Word for word, quote all of the material, omitting the pictures.
------ The records
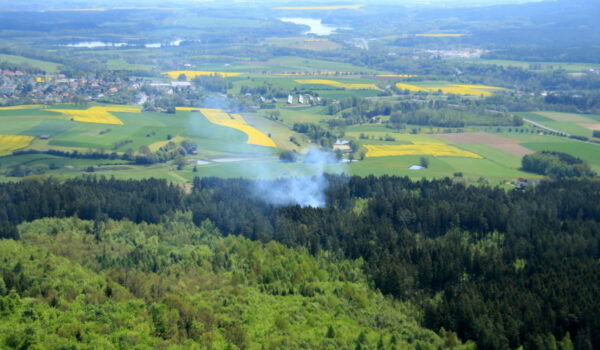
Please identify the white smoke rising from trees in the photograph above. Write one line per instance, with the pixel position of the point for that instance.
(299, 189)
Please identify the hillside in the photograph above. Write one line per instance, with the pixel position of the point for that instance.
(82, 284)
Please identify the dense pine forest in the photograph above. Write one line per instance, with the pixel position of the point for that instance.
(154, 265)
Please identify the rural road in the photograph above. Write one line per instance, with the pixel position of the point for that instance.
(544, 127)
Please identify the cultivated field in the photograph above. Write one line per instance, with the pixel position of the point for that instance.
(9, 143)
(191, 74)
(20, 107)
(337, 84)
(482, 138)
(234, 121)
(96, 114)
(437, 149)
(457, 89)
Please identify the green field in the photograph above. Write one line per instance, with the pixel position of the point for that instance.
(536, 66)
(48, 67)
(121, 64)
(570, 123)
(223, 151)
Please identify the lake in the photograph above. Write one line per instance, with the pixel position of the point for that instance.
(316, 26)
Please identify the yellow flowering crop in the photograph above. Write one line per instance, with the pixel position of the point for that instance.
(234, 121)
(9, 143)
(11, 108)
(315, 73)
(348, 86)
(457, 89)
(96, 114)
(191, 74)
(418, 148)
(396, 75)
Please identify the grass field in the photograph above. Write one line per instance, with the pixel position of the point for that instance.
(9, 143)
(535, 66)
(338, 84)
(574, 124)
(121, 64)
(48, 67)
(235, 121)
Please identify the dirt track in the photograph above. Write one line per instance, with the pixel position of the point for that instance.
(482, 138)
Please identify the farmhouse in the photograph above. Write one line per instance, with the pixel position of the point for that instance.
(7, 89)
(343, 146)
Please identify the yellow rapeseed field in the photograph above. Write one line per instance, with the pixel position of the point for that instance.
------------
*Output of the task*
Please identify the white smoke rising from trees in the photograph above. Write one line per instance, with the pixel position of the point for that instance.
(299, 189)
Please identify the hillside in the photograph above. Write one line per instance, with the pixel position of the point for that instance.
(82, 284)
Please identify the dense pine forest in the photograph above. Write one line per instance, with the pixel position of the point for that instance.
(154, 265)
Please identify the rural road in the photograph above. Write one line per instance, with the pixel position of the point for that instance.
(544, 127)
Please identify the cultivated field in the photograph above. Write one line per instance, with the pixel position of the point for that instance.
(9, 143)
(191, 74)
(20, 107)
(337, 84)
(482, 138)
(234, 121)
(96, 114)
(437, 149)
(457, 89)
Please identify the green field in the photograph above. Write one line per instance, with the pixel position of the point for that instance.
(536, 66)
(48, 67)
(121, 64)
(570, 123)
(223, 151)
Please identify the lake in the photograph above. Write one line per instance, with the pixel position of the point for that instance.
(316, 26)
Please identify the yellow flowering crop in the photograph above. Write one line per instance, with the pixel position of the point for that instance.
(234, 121)
(9, 143)
(11, 108)
(315, 73)
(348, 86)
(457, 89)
(96, 114)
(191, 74)
(418, 148)
(396, 75)
Please identify the grass field in the photograph above. Write one line per instance, with the pixel position of the point for that instance.
(9, 143)
(535, 66)
(338, 84)
(574, 124)
(121, 64)
(48, 67)
(235, 121)
Please identify the dirt track in the photograph above. Write one line per instance, with the pixel position of the point for that instance.
(482, 138)
Please identify the farmhouse in the photograph above. Write one line per instance, with the pixel position of the point for that instance.
(7, 89)
(343, 146)
Please identify the yellow rapeseed field in the photograph above. Write one line per instance, with the pixel position of the point for that instance.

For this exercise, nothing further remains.